Tujuan Anda: Susun seluruh baris dari semua item di bawah menjadi daftar bernomor dan lewati baris kosong. Gambar tidak perlu disertakan dalam jawaban.

---- Item yang Diberikan

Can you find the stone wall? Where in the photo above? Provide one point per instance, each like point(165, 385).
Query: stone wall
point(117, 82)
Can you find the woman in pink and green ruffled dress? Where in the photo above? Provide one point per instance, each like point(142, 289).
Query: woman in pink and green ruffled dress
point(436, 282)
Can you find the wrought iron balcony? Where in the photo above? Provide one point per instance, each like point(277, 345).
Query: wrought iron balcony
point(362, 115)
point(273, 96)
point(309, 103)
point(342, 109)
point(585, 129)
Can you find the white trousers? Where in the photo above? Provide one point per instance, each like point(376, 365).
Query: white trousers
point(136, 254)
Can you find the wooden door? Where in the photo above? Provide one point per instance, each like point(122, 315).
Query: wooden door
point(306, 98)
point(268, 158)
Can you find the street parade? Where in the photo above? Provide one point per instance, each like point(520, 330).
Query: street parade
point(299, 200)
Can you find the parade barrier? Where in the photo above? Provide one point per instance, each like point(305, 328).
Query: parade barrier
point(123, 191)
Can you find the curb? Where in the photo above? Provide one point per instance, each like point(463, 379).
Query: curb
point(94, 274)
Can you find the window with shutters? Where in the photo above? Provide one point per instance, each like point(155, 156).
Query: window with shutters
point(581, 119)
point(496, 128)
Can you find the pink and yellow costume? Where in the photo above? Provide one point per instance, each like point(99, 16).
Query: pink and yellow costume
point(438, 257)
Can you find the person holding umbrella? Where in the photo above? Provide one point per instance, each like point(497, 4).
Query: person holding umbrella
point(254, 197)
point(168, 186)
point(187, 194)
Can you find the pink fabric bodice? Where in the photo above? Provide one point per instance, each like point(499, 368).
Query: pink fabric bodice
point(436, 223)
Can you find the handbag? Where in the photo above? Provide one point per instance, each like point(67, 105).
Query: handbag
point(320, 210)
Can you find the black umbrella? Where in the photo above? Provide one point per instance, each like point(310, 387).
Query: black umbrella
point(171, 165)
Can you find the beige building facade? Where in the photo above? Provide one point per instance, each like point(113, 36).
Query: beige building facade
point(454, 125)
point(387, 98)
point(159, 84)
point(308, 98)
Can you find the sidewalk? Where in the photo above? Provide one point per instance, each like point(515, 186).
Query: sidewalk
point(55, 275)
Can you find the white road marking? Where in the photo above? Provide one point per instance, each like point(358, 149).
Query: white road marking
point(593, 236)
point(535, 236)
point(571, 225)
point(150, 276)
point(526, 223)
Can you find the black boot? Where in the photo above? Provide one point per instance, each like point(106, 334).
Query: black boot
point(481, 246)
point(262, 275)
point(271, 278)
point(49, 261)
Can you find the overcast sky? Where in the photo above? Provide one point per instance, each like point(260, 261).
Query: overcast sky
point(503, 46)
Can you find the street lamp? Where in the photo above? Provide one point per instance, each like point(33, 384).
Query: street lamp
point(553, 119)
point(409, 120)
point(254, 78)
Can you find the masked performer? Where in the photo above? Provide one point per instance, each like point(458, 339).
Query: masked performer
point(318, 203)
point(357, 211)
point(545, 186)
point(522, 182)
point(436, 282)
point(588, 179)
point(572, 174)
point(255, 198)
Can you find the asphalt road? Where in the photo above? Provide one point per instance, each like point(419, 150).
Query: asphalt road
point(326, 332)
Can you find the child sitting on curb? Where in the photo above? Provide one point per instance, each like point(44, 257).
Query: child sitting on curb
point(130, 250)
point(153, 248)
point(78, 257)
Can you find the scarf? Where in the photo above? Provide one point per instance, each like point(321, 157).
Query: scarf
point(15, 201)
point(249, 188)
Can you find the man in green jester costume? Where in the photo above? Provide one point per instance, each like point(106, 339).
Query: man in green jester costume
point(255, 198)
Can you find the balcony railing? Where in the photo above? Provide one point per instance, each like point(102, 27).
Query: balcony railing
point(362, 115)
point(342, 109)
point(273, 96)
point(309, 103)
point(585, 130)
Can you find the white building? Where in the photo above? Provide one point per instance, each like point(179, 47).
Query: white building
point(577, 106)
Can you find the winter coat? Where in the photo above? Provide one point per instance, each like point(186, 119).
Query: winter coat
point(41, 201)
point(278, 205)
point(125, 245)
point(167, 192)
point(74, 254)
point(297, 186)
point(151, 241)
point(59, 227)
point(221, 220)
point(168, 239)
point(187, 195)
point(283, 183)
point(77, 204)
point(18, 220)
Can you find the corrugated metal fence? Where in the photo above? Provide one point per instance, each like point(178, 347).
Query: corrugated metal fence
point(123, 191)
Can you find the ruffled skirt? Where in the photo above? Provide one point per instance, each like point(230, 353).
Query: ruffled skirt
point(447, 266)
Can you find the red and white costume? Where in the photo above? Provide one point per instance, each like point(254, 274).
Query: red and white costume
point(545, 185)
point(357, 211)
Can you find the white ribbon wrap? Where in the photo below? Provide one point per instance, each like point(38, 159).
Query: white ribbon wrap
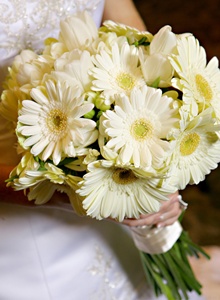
point(155, 240)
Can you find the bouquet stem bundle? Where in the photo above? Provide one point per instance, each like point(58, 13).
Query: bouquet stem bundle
point(170, 273)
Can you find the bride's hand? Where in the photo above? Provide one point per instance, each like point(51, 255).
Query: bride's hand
point(167, 215)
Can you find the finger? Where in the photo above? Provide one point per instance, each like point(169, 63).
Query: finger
point(168, 222)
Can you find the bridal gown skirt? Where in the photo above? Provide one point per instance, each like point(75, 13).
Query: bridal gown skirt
point(54, 254)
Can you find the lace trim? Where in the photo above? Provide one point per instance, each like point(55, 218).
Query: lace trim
point(25, 24)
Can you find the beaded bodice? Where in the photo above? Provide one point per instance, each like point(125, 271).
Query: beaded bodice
point(26, 23)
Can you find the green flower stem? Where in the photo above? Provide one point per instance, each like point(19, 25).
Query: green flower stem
point(166, 274)
point(175, 272)
point(170, 273)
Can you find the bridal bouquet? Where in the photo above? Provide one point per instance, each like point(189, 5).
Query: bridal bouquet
point(118, 119)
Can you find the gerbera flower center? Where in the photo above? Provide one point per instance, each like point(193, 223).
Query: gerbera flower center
point(141, 129)
point(125, 81)
point(203, 87)
point(123, 176)
point(189, 143)
point(57, 121)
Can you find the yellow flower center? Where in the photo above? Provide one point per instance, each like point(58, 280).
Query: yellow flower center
point(57, 121)
point(141, 129)
point(125, 81)
point(189, 144)
point(203, 87)
point(123, 176)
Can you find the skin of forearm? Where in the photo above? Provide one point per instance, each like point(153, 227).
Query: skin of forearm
point(125, 12)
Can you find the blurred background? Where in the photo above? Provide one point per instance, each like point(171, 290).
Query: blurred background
point(202, 18)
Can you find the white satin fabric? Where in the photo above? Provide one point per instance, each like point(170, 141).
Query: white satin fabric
point(52, 254)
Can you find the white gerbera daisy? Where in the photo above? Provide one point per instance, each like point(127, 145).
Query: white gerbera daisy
point(199, 82)
point(137, 128)
point(196, 150)
point(73, 67)
point(117, 192)
point(53, 122)
point(118, 72)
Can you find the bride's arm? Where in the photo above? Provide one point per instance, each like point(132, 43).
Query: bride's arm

--------

Jawaban Tugas:
1. Can you find the stone wall? Where in the photo above? Provide one point per instance, each like point(165, 385).
2. Query: stone wall
3. point(117, 82)
4. Can you find the woman in pink and green ruffled dress? Where in the photo above? Provide one point per instance, each like point(142, 289).
5. Query: woman in pink and green ruffled dress
6. point(436, 282)
7. Can you find the wrought iron balcony? Where in the photo above? Provide one point per instance, each like point(277, 345).
8. Query: wrought iron balcony
9. point(362, 115)
10. point(273, 96)
11. point(309, 103)
12. point(342, 109)
13. point(585, 129)
14. Can you find the white trousers? Where in the photo above? Provide one point per instance, each like point(376, 365).
15. Query: white trousers
16. point(136, 254)
17. Can you find the wooden door? Where in the photo above? Provide one point per instance, each like point(122, 315).
18. Query: wooden door
19. point(306, 98)
20. point(268, 158)
21. Can you find the street parade? Where in the photo above? Provide one point per instance, each like point(520, 330).
22. Query: street parade
23. point(299, 200)
24. Can you find the parade barrier? Where in the photo above? Provide one point per instance, each like point(305, 328).
25. Query: parade barrier
26. point(123, 191)
27. Can you find the curb? Where in the photo above? Provide one point per instance, each like point(463, 379).
28. Query: curb
29. point(94, 274)
30. Can you find the window with shutters? Where in the photo above? Provide one point per instance, each like point(155, 156).
31. Query: window with shutters
32. point(581, 119)
33. point(496, 128)
34. Can you find the pink and yellow costume? Where in the photo above? Provide one point per instance, each like point(99, 16).
35. Query: pink and yellow costume
36. point(438, 257)
37. Can you find the person holding umbrella? Where in the photo above? Provide one point per instance, each like point(497, 4).
38. Query: person holding umbrella
39. point(254, 197)
40. point(168, 186)
41. point(187, 194)
42. Can you find the pink fabric bodice? Where in the photo above? Provide one point per instance, each like point(499, 368).
43. Query: pink fabric bodice
44. point(436, 223)
45. Can you find the handbag? Where in the photo above? Provide one point per instance, each like point(67, 105).
46. Query: handbag
47. point(320, 210)
48. Can you find the black umbrella? Where in the photo above? Provide one point per instance, each like point(310, 387).
49. Query: black umbrella
50. point(171, 165)
51. Can you find the beige building facade? Where in the photo above? Provide one point per instance, each like point(113, 36).
52. Query: beige building facade
53. point(454, 125)
54. point(387, 98)
55. point(159, 84)
56. point(308, 98)
57. Can you find the sidewalk? Where in the photo above? Provide one point per instance, each like point(515, 186).
58. Query: sidewalk
59. point(55, 275)
60. Can you find the white road marking? Where in the photo above? Provide one point per instance, each like point(358, 149).
61. Query: white road marking
62. point(593, 236)
63. point(535, 236)
64. point(571, 225)
65. point(150, 276)
66. point(526, 223)
67. Can you find the black boot? Where in the photo above? Provide one point per instance, each like point(106, 334).
68. Query: black boot
69. point(481, 246)
70. point(262, 275)
71. point(271, 278)
72. point(49, 261)
73. Can you find the overcast sky? Where in the photo above? Provide one point per instance, each like point(260, 261).
74. Query: overcast sky
75. point(503, 46)
76. Can you find the street lamp? Where in the photo above? Provide one point per instance, each like point(33, 384).
77. Query: street lamp
78. point(553, 119)
79. point(409, 120)
80. point(254, 78)
81. Can you find the masked performer? Where in the photo above? Provide one point per instance, each like point(458, 339).
82. Query: masked performer
83. point(318, 203)
84. point(357, 211)
85. point(545, 186)
86. point(522, 182)
87. point(436, 282)
88. point(588, 179)
89. point(572, 174)
90. point(255, 198)
91. Can you find the asphalt road? Where in the photo above? Provide one point per instance, each like point(419, 150).
92. Query: asphalt road
93. point(326, 332)
94. Can you find the child sitting on curb? Where in the photo above? Provide one point per instance, each like point(44, 257).
95. Query: child sitting on curb
96. point(130, 250)
97. point(153, 248)
98. point(78, 257)
99. Can you find the scarf? Where in the photo above? Provide one point per instance, each like point(321, 157).
100. Query: scarf
101. point(15, 201)
102. point(249, 188)
103. Can you find the man in green jester costume? Where in the photo above? Provide one point per instance, each like point(106, 339).
104. Query: man in green jester costume
105. point(255, 198)
106. Can you find the balcony railing? Where in the photo above? Provide one point per instance, each like point(102, 27).
107. Query: balcony railing
108. point(362, 115)
109. point(342, 109)
110. point(273, 96)
111. point(309, 103)
112. point(585, 130)
113. Can you find the white building? Where in the photo above? Provide one point per instance, each like point(179, 47).
114. Query: white building
115. point(577, 106)
116. Can you find the winter coat? Where in the photo above? Provide one point per instance, each like point(186, 119).
117. Query: winter coat
118. point(41, 201)
119. point(278, 205)
120. point(125, 245)
121. point(167, 192)
122. point(74, 254)
123. point(297, 186)
124. point(151, 241)
125. point(59, 227)
126. point(221, 220)
127. point(168, 239)
128. point(187, 195)
129. point(283, 183)
130. point(77, 204)
131. point(18, 220)
132. Can you find the corrugated metal fence? Where in the photo above? Provide one point per instance, each like point(178, 347).
133. Query: corrugated metal fence
134. point(123, 191)
135. Can you find the ruffled skirt? Where in the photo above? Provide one point per instance, each like point(230, 353).
136. Query: ruffled skirt
137. point(447, 266)
138. Can you find the red and white costume? Where in the photo above? Provide one point per instance, each like point(254, 274).
139. Query: red and white costume
140. point(545, 185)
141. point(357, 211)
142. Can you find the white ribbon wrap? Where in the photo below? Provide one point per instance, each like point(38, 159).
143. Query: white ribbon wrap
144. point(155, 240)
145. Can you find the bouquet stem bundle? Where in the photo above? Provide one point per instance, each like point(58, 13).
146. Query: bouquet stem bundle
147. point(170, 273)
148. Can you find the bride's hand? Where in the photo above? Provide one point per instance, each like point(51, 255).
149. Query: bride's hand
150. point(167, 215)
151. Can you find the finger? Where in the photo above? Provide one point per instance, each like point(169, 63).
152. Query: finger
153. point(168, 222)
154. Can you find the bridal gown skirt? Where in the photo above? Provide one point per instance, each like point(75, 13).
155. Query: bridal gown skirt
156. point(54, 254)
157. Can you find the lace trim? Where in the photo above? Provide one point per instance, each like point(55, 218).
158. Query: lace trim
159. point(25, 24)
160. Can you find the beaded bodice? Where in the photo above? Provide one point per instance, each like point(125, 271).
161. Query: beaded bodice
162. point(26, 23)
163. Can you find the green flower stem? Where in the photo above? Provide one point per instance, each like point(19, 25).
164. Query: green flower stem
165. point(166, 274)
166. point(175, 272)
167. point(170, 273)
168. Can you find the bridal bouquet? Where in the photo above? Provide one point per instance, each like point(189, 5).
169. Query: bridal bouquet
170. point(118, 119)
171. Can you find the gerbera flower center? Where in the photo above? Provide one point per instance, each like point(193, 223).
172. Query: gerbera flower center
173. point(141, 129)
174. point(125, 81)
175. point(203, 87)
176. point(123, 176)
177. point(189, 143)
178. point(57, 121)
179. Can you find the yellow flower center? Where in the photo above? Provide one point per instance, each like point(58, 280).
180. Query: yellow flower center
181. point(57, 121)
182. point(141, 129)
183. point(125, 81)
184. point(189, 144)
185. point(203, 87)
186. point(123, 176)
187. Can you find the skin of forearm? Where in the photo above? Provide one point per instance, each like point(153, 227).
188. Query: skin of forearm
189. point(125, 12)
190. Can you find the blurred background? Where in the photo above? Provide one point per instance, each like point(171, 290).
191. Query: blurred background
192. point(202, 18)
193. Can you find the white satin fabric? Where in the photo above? Provide one point per instance, each like point(170, 141).
194. Query: white satin fabric
195. point(52, 254)
196. Can you find the white gerbera daisy? Where in the photo above? Provide one point per instance, each like point(127, 145).
197. Query: white gerbera daisy
198. point(199, 82)
199. point(137, 128)
200. point(196, 150)
201. point(73, 67)
202. point(117, 192)
203. point(53, 122)
204. point(118, 72)
205. Can you find the bride's arm? Where in the photo above? Provide one point per instance, each like point(132, 43).
206. Query: bride's arm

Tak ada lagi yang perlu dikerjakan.